What is asked:
1. Answer these questions about the article on Martinelli's extradition case:
(a) Which official denied bond for Martinelli?
(b) During which years did Martinelli serve as president?
(c) At least how many people does the article say were illegally monitored?
2. In the records, start with the line that contains "like [477, 170]." and continue through the line that contains "[1091, 110]". Add 82 to every coordinate in the answers, and write out all of those lines again, requests included, leaving the pictures out.

Selected excerpt:
Martinelli’s legal team argued that federal courts nationwide have “misconstrued” a 114-year-old Supreme Court decision “as having erected a heavy presumption against bail in such [extradition] cases.”

“The belief that [this decision] imposed an unlawful presumption has prevailed [in extradition cases] for so long that is is now binding across the country,” wrote Miami attorney David O. Markus in Martinelli’s emergency petition for a writ of habeas corpus. “Only this court court can resolve the confusion at this point.”

Markus, who is assisting Martinelli’s main attorney, Marcos Jimenez, on the emergency petition, said the U.S. Supreme Court was the former president’s only recourse because bond denials cannot be appealed in extradition cases in the federal district or appeals courts.

While the Supreme Court is in recess for the summer, it still issues decisions on emergency petitions and other orders, a spokesman said Monday.

Earlier this month, a U.S. federal judge in Florida denied bond for the former Panamanian president, who is fighting efforts to send him back to his home country to face political espionage charges.

U.S. Magistrate Edwin Torres issued his order, pointing out that Martinelli’s significant wealth and foreign connections make him a serious flight risk.

Martinelli was arrested in Miami last month on an extradition warrant from Panama. A final extradition hearing is set for Tuesday, but it may be postponed because of the his emergency petition filed with the Supreme Court.

Martinelli, who had served as president from 2009 to 2014, failed to show up at a late 2015 court hearing in Panama on charges that include illegally monitoring phone and other conversations of at least 150 people with an extensive surveillance system he created with public funds.

Martinelli denies any wrongdoing and is seeking asylum.

Provided entries:
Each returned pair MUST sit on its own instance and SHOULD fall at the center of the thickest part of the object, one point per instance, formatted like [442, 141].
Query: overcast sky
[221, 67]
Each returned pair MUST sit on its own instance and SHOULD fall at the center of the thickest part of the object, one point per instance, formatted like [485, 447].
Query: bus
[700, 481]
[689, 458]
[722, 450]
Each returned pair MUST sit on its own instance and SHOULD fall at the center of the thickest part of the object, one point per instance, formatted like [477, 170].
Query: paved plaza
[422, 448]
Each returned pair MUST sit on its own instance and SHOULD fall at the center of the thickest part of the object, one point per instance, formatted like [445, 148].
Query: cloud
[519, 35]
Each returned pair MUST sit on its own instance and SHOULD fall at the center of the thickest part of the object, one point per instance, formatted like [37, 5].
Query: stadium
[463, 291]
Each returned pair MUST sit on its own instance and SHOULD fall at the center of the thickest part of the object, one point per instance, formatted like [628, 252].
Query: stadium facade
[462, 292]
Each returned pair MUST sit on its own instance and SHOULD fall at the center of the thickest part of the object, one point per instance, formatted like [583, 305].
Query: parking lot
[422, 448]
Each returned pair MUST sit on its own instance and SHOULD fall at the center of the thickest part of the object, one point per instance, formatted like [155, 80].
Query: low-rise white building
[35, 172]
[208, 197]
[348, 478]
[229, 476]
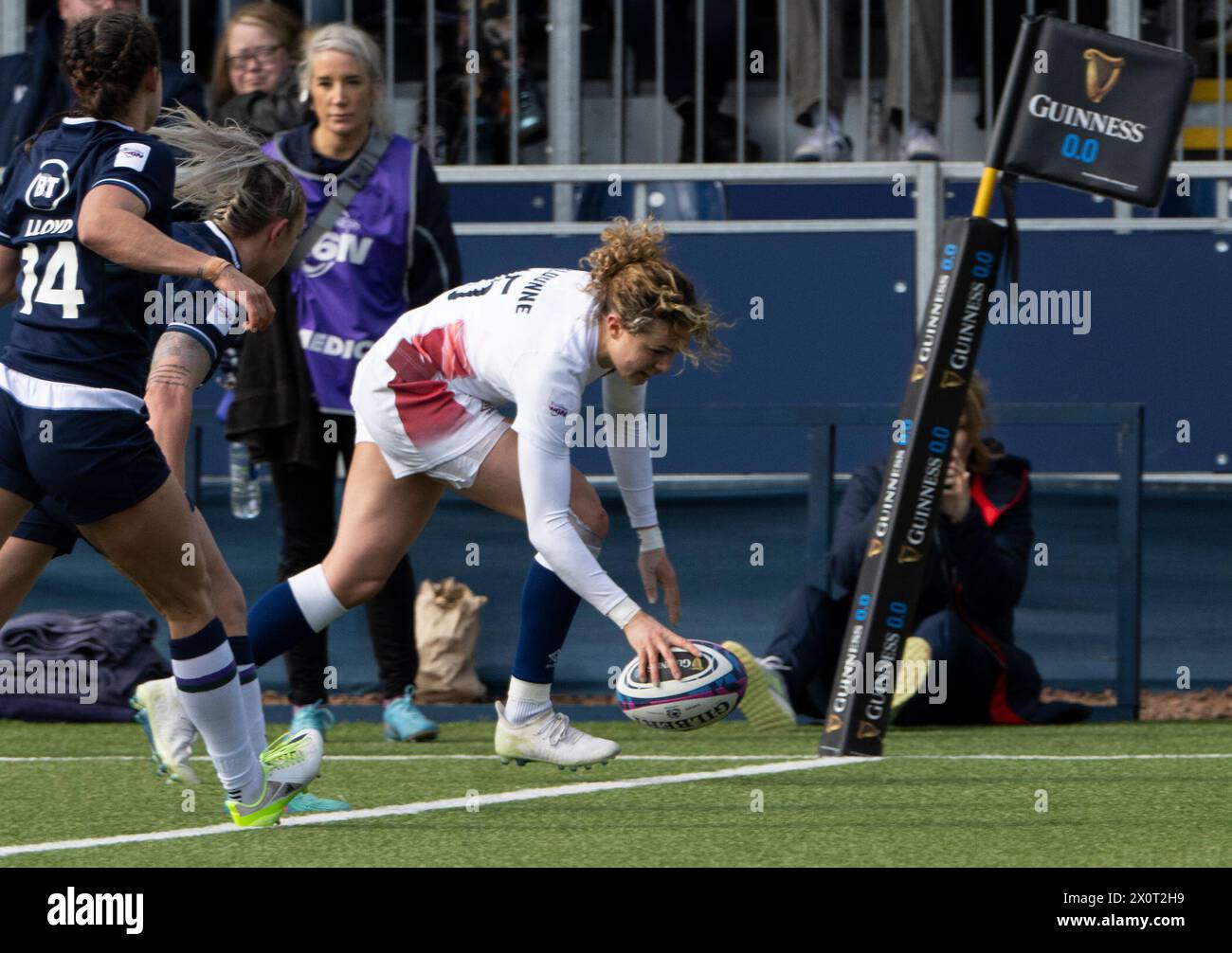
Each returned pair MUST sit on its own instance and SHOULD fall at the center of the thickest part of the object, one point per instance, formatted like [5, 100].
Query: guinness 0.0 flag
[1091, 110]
--
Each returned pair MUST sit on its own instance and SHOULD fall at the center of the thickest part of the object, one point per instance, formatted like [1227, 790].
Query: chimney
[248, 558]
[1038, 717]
...
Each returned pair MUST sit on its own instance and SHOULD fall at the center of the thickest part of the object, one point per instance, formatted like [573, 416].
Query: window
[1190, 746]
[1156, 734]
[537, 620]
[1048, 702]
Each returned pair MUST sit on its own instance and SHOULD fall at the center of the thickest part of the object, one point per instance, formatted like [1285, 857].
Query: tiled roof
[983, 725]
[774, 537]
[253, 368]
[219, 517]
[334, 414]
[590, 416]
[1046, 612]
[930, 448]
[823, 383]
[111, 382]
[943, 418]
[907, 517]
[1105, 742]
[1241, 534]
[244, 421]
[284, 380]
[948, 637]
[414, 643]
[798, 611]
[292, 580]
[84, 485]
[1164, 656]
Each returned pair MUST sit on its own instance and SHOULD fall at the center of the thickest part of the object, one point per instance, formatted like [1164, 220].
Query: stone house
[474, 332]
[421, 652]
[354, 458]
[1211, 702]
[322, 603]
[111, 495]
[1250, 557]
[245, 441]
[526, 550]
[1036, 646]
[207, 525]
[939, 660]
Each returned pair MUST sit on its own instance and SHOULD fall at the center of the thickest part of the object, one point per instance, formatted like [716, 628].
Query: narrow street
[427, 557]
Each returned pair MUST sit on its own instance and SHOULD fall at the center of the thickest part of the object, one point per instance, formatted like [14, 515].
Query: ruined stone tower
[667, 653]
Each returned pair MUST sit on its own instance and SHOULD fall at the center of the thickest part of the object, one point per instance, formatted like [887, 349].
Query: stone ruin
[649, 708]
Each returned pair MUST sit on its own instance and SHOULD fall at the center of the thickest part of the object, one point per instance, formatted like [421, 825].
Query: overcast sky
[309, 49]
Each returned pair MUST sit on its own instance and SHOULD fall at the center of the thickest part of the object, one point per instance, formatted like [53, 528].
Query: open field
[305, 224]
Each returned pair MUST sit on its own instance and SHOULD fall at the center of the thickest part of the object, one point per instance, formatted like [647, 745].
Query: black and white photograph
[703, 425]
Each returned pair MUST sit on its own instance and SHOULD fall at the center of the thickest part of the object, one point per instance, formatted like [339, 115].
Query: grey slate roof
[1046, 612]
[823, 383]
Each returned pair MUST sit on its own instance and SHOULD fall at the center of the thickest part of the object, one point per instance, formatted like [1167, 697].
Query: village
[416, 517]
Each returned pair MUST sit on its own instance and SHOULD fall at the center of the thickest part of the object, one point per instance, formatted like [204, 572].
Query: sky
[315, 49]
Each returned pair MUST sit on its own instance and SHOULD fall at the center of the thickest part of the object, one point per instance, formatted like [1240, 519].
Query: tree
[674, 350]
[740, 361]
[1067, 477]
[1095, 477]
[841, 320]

Final answers:
1.
(a) U.S. Magistrate Edwin Torres
(b) 2009 to 2014
(c) 150

2.
Each returned pair MUST sit on its own instance and SHOULD fall at the center of the thickest part of the object, one point per instance, formatted like [477, 170].
Query: paved plaza
[504, 530]
Each returned pair MUST sit on its own instance and SHOULD fall at the center of the thickest part of the object, one point per instance, formatted like [445, 148].
Query: cloud
[601, 117]
Each returned pair MUST sit on its own instance and SHOULD fall at the center of the thickest part of the object, one point per instance, formatted like [37, 5].
Query: stadium
[545, 373]
Each returned pair MUST sit on its own instance and SHOULD fall at the center of the thickest part of the object, one point per instance, formatted like [628, 252].
Query: stadium facade
[544, 374]
Each returned pair MUST sit on its own instance and SHOULD fall at the center of the thickest part of the object, one point per instance, formatted like [583, 305].
Query: parking lot
[504, 530]
Each returned pair MUST sit on its own instance and SHOULD fall at the center of the thickest part of the object, one point per instance, formatted like [155, 80].
Query: low-rise white building
[117, 254]
[290, 279]
[430, 560]
[311, 558]
Each returned pair MUST sit on its own instance and SHOULD fall at the center of the thickest part of the object, one point per instance, formatted like [5, 100].
Query: guinness 0.0 flag
[1173, 192]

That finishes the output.